- [Task instructions]:
Pictures don't belong in the copy; print all the records exactly.

- [Dataset]:
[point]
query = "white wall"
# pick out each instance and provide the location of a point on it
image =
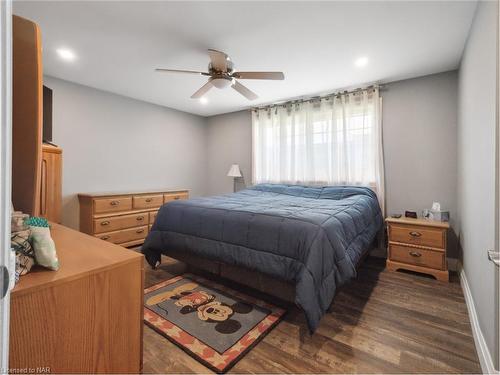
(476, 166)
(419, 125)
(112, 142)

- [Expected answer]:
[point]
query = "white wall"
# pick out each instance and provide the location of a point on it
image =
(476, 166)
(419, 125)
(112, 142)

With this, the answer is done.